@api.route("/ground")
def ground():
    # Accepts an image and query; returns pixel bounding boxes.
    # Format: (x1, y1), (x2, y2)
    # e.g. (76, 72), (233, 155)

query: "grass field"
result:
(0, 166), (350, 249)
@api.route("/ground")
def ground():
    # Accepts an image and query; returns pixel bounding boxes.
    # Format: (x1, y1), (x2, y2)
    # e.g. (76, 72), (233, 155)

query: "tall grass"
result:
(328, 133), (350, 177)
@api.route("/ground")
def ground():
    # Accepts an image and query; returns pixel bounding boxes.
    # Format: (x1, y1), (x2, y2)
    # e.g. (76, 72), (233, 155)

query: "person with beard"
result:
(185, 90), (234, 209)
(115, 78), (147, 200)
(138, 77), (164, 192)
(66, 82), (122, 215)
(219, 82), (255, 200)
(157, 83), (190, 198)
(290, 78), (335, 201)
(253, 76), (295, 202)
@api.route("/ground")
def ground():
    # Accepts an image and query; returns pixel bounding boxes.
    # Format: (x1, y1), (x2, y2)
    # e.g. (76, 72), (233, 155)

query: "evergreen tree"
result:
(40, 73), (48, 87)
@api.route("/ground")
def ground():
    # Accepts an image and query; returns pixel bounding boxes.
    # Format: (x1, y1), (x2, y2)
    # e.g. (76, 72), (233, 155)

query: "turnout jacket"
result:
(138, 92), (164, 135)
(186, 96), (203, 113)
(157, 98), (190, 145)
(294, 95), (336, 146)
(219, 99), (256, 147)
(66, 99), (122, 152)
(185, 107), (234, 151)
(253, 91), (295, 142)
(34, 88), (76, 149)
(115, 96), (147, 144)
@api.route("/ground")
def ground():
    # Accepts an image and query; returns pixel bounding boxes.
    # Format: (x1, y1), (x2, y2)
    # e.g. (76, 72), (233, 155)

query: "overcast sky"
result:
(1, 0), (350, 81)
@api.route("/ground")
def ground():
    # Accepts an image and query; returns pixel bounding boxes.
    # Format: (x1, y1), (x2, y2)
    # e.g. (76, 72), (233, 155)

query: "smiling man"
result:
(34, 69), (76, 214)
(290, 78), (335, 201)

=======

→ AIM
Rewrite the listing above as a JSON array of strings, one string per line, leaving out any blank lines.

→ ANSWER TO THE EXERCISE
[
  "@api.route(\"/ground\")",
  "def ground():",
  "    # Accepts an image and query; returns pixel bounding boxes.",
  "    # Format: (x1, y1), (x2, y2)",
  "    # e.g. (76, 72), (233, 155)",
  "query: \"grass field\"",
  "result:",
  "(0, 166), (350, 249)",
  "@api.route(\"/ground\")",
  "def ground():",
  "    # Accepts an image and query; returns pixel bounding boxes.",
  "    # Format: (x1, y1), (x2, y2)",
  "    # e.g. (76, 72), (233, 155)",
  "query: \"tall grass\"",
  "result:",
  "(328, 133), (350, 177)",
  "@api.route(\"/ground\")",
  "def ground():",
  "    # Accepts an image and query; returns pixel bounding boxes.",
  "    # Format: (x1, y1), (x2, y2)",
  "    # e.g. (76, 72), (233, 155)",
  "query: \"person with beard\"",
  "result:",
  "(185, 90), (234, 209)",
  "(115, 78), (147, 200)",
  "(138, 77), (164, 192)",
  "(66, 82), (122, 215)",
  "(219, 82), (255, 200)",
  "(157, 83), (190, 198)",
  "(290, 78), (335, 201)",
  "(253, 76), (295, 202)",
  "@api.route(\"/ground\")",
  "def ground():",
  "    # Accepts an image and query; returns pixel bounding boxes.",
  "    # Format: (x1, y1), (x2, y2)",
  "    # e.g. (76, 72), (233, 155)",
  "query: \"evergreen tree\"",
  "result:",
  "(40, 73), (48, 87)",
  "@api.route(\"/ground\")",
  "def ground():",
  "    # Accepts an image and query; returns pixel bounding boxes.",
  "    # Format: (x1, y1), (x2, y2)",
  "    # e.g. (76, 72), (233, 155)",
  "query: \"turnout jacket\"",
  "result:",
  "(138, 92), (164, 135)",
  "(186, 96), (203, 113)",
  "(157, 98), (190, 145)",
  "(294, 95), (336, 146)",
  "(219, 99), (256, 147)",
  "(66, 99), (122, 152)",
  "(185, 107), (234, 151)",
  "(253, 91), (295, 142)",
  "(34, 88), (76, 149)",
  "(115, 96), (147, 144)",
  "@api.route(\"/ground\")",
  "def ground():",
  "    # Accepts an image and query; returns pixel bounding boxes.",
  "    # Format: (x1, y1), (x2, y2)",
  "    # e.g. (76, 72), (233, 155)",
  "query: \"overcast sky\"",
  "result:",
  "(1, 0), (350, 81)",
  "@api.route(\"/ground\")",
  "def ground():",
  "    # Accepts an image and query; returns pixel bounding boxes.",
  "    # Format: (x1, y1), (x2, y2)",
  "    # e.g. (76, 72), (233, 155)",
  "query: \"smiling man\"",
  "result:",
  "(34, 69), (76, 214)",
  "(290, 78), (335, 201)"
]